### TEXTO DE ESTUDIO
>>>>
No tener casa mata, más que el virus
Un informe de hace apenas unos días de Oxfam Intermón denominado «Después será demasiado tarde» asevera que España superará en breve los diez millones de personas en situación de pobreza. A los nueve millones de personas que teníamos con problemas severos para hacer una vida digna se sumarán un millón más de personas, ¡un millón de personas más en situación de exclusión social! Las cifras apabullan, pero son frías. Acercarse a la realidad, ver las caras de esas personas a las que estamos dejando sin futuro, es aterrador. En los días cercanos al 22 de octubre, la jornada nacional en que buscamos subrayar la situación de las personas más excluidas, las que no tienen casa, me indigesto al volver a escucharles.
Golpea saber y escuchar a Sebastián, un joven español de 28 años. Es transexual y desde hace cuatro meses reside en el centro residencial San Martín de Porres. Durante el confinamiento estuvo viviendo con su padre pero hace poco abandonó la casa por conflicto familiar. Tampoco tiene hogar Alexandra Gutiérrez, de 30 años, solicitante de asilo en España. Es colombiana y licenciada en Química farmacéutica. Se cobija en un piso tutelado. Más joven todavía es Ahmed: tiene sólo 18 años. Huyó de la pobreza de su país natal, Marruecos. Estuvo dos años en centros de menores y al cumplir la mayoría de edad se quedó con la calle para correr. Tampoco puede cumplir el toque de queda Roberto, de 56, español. Y no puede porque está en situación de calle. Perdió su casa por primera vez en 1996 al abandonar el domicilio familiar por problemas de consumo. Se recuperó, se separó y acabó en prisión por un delito de tráfico de drogas. Al salir libre, de nuevo sin nada, se tuvo que refugiar en un albergue. Ana González, española, tiene 60 años y perdió su techo, la casa en la que cuidaba como interna a una persona mayor, cuando se quedó sin empleo. Se vio obligada a dormir con su perro en la estación de autobuses de Madrid. Iba con su maleta y nadie se daba cuenta. Y como las de ellos, tengo grabadas las historias de Jade, de Osmel, de Carlos, de Jorge, de Diego… todas diversas, todas reales y todas ciertas. Según datos de Cáritas, un 13% de las personas que llegan a ellos son menores de 25 años (el mismo porcentaje que de personas mayores de 55 años). Y la cifra de mujeres ya llega al 20% del total.
<<<<
### DATOS DE ENTRADA
>>>>
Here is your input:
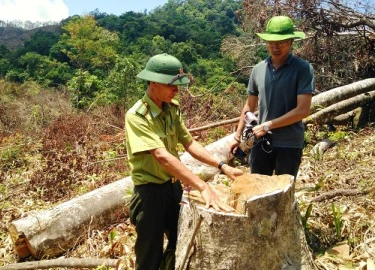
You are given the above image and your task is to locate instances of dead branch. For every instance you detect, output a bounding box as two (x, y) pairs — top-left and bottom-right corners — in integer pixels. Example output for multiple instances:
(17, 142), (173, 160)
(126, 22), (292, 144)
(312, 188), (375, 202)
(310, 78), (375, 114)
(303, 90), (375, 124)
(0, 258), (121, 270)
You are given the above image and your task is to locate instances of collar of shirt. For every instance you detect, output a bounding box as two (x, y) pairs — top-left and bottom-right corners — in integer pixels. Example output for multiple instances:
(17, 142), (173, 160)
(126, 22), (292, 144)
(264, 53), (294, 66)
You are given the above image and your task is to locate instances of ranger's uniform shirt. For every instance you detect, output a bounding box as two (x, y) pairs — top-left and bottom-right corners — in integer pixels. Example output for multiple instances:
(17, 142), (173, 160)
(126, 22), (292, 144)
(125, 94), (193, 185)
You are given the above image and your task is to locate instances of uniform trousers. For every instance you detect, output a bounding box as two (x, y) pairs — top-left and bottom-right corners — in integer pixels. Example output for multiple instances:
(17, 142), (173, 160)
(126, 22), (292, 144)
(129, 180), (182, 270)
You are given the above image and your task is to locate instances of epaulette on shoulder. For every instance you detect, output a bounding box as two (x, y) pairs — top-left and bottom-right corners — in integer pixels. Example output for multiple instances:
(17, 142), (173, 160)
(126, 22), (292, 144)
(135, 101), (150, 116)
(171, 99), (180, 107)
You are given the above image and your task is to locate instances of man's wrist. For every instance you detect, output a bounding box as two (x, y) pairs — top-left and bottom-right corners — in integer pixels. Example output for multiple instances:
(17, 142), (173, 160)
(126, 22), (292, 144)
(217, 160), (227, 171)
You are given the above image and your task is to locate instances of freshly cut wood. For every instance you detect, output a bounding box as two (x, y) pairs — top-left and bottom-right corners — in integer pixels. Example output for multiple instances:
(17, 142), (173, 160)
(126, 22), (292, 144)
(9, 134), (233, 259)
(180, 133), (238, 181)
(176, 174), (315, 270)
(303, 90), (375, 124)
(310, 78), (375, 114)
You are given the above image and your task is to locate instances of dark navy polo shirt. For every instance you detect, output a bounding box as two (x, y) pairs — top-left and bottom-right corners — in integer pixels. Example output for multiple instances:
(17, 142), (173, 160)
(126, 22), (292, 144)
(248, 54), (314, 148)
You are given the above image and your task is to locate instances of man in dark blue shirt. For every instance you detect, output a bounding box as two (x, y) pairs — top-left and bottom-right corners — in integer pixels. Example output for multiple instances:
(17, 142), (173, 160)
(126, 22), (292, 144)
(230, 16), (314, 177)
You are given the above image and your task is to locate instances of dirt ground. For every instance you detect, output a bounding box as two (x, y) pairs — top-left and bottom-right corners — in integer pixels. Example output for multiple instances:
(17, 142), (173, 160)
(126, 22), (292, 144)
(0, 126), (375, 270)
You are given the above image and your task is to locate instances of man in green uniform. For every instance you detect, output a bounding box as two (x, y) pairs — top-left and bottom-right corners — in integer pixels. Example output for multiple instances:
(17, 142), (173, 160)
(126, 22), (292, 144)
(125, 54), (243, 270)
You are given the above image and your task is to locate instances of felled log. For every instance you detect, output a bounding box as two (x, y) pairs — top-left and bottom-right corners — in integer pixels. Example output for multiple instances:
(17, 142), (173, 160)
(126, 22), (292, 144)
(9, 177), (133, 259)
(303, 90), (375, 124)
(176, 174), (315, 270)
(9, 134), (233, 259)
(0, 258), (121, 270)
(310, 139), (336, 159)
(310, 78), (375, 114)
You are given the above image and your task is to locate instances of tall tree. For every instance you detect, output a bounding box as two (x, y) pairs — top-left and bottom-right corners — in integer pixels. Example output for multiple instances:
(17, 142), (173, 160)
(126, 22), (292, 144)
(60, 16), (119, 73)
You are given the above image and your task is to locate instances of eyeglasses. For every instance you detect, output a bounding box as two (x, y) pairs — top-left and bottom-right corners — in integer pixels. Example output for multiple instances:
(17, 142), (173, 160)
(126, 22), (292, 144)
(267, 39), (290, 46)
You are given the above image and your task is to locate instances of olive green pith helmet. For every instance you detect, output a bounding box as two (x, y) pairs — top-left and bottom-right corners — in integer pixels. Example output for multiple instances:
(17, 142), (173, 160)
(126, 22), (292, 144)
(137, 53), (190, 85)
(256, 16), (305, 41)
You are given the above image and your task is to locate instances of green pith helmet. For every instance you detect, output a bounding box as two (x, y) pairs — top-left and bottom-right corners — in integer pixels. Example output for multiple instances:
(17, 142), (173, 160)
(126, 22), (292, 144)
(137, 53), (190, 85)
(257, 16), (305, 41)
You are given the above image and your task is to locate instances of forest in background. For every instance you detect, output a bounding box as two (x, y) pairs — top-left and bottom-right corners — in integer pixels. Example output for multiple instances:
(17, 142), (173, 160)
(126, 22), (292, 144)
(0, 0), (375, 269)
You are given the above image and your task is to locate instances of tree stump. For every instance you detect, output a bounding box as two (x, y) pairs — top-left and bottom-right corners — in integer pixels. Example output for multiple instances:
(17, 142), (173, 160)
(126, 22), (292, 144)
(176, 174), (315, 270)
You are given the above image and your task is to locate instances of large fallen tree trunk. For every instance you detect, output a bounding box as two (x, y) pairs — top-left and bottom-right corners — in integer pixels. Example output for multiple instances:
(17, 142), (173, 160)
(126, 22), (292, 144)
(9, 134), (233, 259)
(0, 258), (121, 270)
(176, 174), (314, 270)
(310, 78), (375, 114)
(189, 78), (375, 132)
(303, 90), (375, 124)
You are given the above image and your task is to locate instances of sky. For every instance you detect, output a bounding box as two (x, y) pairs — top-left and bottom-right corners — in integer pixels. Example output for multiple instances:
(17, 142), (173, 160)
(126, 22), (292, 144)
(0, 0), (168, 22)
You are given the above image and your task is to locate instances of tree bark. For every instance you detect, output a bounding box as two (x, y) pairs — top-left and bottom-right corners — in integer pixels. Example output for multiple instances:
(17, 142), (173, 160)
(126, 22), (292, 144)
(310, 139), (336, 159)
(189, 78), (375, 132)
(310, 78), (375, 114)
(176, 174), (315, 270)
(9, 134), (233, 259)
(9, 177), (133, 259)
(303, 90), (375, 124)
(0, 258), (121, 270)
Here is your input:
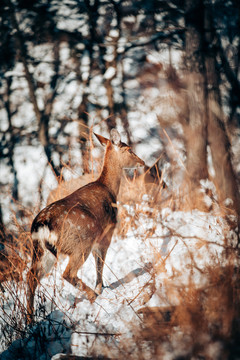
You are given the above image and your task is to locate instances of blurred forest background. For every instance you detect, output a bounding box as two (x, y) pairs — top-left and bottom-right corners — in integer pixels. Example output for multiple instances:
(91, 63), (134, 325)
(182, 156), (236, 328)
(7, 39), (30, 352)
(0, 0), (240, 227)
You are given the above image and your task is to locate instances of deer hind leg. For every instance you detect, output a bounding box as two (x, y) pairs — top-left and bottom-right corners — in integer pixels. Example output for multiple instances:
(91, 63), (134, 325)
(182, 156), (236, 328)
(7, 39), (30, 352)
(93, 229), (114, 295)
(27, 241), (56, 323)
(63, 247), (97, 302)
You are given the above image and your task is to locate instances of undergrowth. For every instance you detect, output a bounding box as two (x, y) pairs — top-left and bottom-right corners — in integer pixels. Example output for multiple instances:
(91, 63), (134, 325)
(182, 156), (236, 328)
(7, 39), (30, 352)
<<<<
### EJERCICIOS
**A.** Nombra a todas las personas cuya edad indica el texto de estudio y escribe junto a cada una esa edad.
**B.** Indica si cada afirmación concuerda con el texto de estudio (sí o no) y cita las palabras del texto que lo deciden.
(i) Alexandra Gutiérrez es licenciada en Química farmacéutica.
(ii) Roberto perdió su casa por primera vez en 2006.
(iii) Ana González tuvo que dormir con su perro en una estación de trenes.
**C.** Según los datos de Cáritas que recoge el texto de estudio, ¿qué porcentaje del total representan las mujeres?

### SOLUCIONES
**A.**
- Sebastián: 28 años
- Alexandra Gutiérrez: 30 años
- Ahmed: 18 años
- Roberto: 56 años
- Ana González: 60 años

**B.**
(i) Sí: «Es colombiana y licenciada en Química farmacéutica».
(ii) No: «Perdió su casa por primera vez en 1996».
(iii) No: «Se vio obligada a dormir con su perro en la estación de autobuses de Madrid».

**C.** El 20 % del total.